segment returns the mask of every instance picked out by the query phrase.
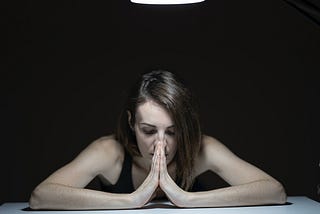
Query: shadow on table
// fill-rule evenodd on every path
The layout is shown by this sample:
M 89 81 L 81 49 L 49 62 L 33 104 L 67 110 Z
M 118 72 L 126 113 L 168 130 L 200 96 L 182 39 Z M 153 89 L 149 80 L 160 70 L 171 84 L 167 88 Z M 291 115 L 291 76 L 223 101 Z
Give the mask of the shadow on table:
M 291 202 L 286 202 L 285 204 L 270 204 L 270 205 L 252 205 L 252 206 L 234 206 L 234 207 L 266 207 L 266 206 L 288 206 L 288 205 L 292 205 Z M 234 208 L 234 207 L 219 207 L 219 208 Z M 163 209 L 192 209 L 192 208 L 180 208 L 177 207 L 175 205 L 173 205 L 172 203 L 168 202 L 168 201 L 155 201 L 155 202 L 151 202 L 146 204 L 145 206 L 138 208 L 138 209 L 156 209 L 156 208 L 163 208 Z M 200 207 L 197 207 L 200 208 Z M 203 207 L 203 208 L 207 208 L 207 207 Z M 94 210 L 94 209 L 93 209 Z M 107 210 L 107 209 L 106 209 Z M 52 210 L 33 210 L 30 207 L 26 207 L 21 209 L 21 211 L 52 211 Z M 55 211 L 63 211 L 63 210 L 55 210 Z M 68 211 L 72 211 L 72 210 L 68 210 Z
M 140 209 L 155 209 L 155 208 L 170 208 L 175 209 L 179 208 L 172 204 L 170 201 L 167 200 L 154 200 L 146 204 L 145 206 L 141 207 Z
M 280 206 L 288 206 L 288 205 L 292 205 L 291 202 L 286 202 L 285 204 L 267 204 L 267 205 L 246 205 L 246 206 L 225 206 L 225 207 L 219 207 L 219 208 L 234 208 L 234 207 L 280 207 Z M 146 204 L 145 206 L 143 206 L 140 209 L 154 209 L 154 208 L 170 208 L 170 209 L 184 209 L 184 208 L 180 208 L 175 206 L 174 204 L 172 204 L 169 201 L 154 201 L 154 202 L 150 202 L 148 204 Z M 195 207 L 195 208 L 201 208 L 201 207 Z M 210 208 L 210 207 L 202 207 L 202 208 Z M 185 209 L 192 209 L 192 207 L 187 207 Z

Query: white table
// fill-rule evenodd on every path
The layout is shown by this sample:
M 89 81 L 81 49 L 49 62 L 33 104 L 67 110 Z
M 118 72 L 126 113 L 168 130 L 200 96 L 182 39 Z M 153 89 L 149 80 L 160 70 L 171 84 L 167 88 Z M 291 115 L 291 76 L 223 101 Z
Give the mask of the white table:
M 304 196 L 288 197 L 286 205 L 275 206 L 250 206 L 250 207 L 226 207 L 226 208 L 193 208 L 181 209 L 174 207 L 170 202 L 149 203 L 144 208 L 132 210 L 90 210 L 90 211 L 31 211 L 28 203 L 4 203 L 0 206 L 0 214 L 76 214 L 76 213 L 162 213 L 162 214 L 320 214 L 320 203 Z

──────

Without any of the pictures, set the entries down again exactly as written.

segment returns the mask of every instance picked out by the query phrase.
Query: shadow on table
// fill-rule evenodd on every path
The layout is shown by this sample:
M 89 81 L 81 49 L 49 62 L 33 104 L 67 110 Z
M 118 72 L 126 113 L 168 130 L 200 96 L 182 39 Z M 153 89 L 149 80 L 160 70 L 171 84 L 167 88 Z M 291 115 L 291 76 L 223 101 Z
Give the mask of the shadow on table:
M 291 202 L 286 202 L 285 204 L 270 204 L 270 205 L 252 205 L 252 206 L 234 206 L 234 207 L 266 207 L 266 206 L 288 206 L 288 205 L 292 205 Z M 234 208 L 234 207 L 219 207 L 219 208 Z M 163 209 L 192 209 L 192 208 L 180 208 L 177 207 L 175 205 L 173 205 L 172 203 L 168 202 L 168 201 L 155 201 L 155 202 L 151 202 L 146 204 L 145 206 L 138 208 L 138 209 L 156 209 L 156 208 L 163 208 Z M 200 207 L 197 207 L 200 208 Z M 203 207 L 203 208 L 207 208 L 207 207 Z M 94 210 L 94 209 L 93 209 Z M 107 210 L 107 209 L 106 209 Z M 52 210 L 33 210 L 30 207 L 26 207 L 21 209 L 21 211 L 52 211 Z M 55 211 L 63 211 L 63 210 L 55 210 Z M 68 211 L 72 211 L 72 210 L 68 210 Z
M 140 209 L 155 209 L 155 208 L 170 208 L 175 209 L 179 208 L 172 204 L 170 201 L 167 200 L 154 200 L 146 204 L 145 206 L 141 207 Z
M 280 206 L 288 206 L 288 205 L 292 205 L 291 202 L 286 202 L 285 204 L 267 204 L 267 205 L 246 205 L 246 206 L 225 206 L 225 207 L 219 207 L 219 208 L 234 208 L 234 207 L 280 207 Z M 146 204 L 145 206 L 143 206 L 140 209 L 154 209 L 154 208 L 170 208 L 170 209 L 184 209 L 184 208 L 180 208 L 175 206 L 174 204 L 172 204 L 169 201 L 154 201 L 154 202 L 150 202 L 148 204 Z M 195 207 L 195 208 L 201 208 L 201 207 Z M 210 208 L 210 207 L 202 207 L 202 208 Z M 185 209 L 192 209 L 192 207 L 187 207 Z

Query: white table
// fill-rule evenodd on every path
The layout is shown by this sample:
M 89 81 L 81 49 L 49 62 L 33 104 L 67 110 Z
M 118 72 L 126 113 L 168 130 L 200 96 L 182 39 Z M 153 89 L 149 80 L 160 70 L 171 84 L 167 88 Z M 291 115 L 291 76 L 223 101 Z
Give the mask of the white table:
M 304 196 L 288 197 L 286 205 L 275 206 L 250 206 L 250 207 L 226 207 L 226 208 L 193 208 L 181 209 L 174 207 L 170 202 L 149 203 L 144 208 L 132 210 L 90 210 L 90 211 L 31 211 L 28 203 L 4 203 L 0 206 L 0 214 L 76 214 L 76 213 L 162 213 L 162 214 L 320 214 L 320 203 Z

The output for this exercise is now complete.